Problem statement. Give back exactly the lines from the one containing "Find the bicycle tire" through the end of the records, including both, and no others.

Referring expression pointing data
-.-.-
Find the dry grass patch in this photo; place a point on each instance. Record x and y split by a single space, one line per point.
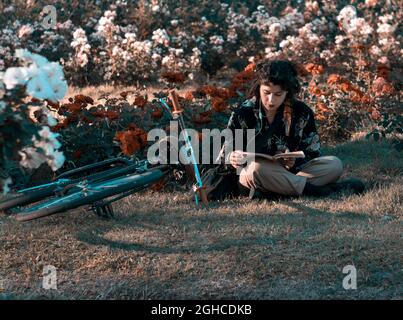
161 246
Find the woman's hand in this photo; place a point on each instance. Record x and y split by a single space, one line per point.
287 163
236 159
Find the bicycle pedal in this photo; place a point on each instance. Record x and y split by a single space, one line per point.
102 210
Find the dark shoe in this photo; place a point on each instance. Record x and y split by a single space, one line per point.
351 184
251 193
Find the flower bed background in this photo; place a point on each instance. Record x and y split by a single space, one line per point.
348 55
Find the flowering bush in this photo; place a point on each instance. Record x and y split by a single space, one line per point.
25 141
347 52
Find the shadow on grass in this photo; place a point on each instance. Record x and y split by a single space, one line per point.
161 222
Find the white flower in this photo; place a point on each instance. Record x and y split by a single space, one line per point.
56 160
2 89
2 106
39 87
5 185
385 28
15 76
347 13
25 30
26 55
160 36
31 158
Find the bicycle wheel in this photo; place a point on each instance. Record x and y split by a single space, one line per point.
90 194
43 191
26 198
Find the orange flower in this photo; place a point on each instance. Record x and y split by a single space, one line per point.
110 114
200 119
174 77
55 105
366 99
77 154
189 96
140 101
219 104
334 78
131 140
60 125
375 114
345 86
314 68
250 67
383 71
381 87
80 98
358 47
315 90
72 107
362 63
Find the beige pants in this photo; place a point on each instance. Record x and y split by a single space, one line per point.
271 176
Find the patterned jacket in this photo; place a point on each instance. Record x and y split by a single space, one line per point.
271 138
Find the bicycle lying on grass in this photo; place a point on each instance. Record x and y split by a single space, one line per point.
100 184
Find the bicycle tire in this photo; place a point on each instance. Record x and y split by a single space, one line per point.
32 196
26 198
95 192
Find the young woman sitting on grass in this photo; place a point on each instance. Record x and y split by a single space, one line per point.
-.-.-
Exercise solution.
Find the bicycle tire in this photo; place a point on each instance. Record x and y split by a single space, one line per point.
32 196
26 198
95 192
Find the young woman sitting on grass in this photo; place a point on each instance. Record x and y split by a single space, one line per point.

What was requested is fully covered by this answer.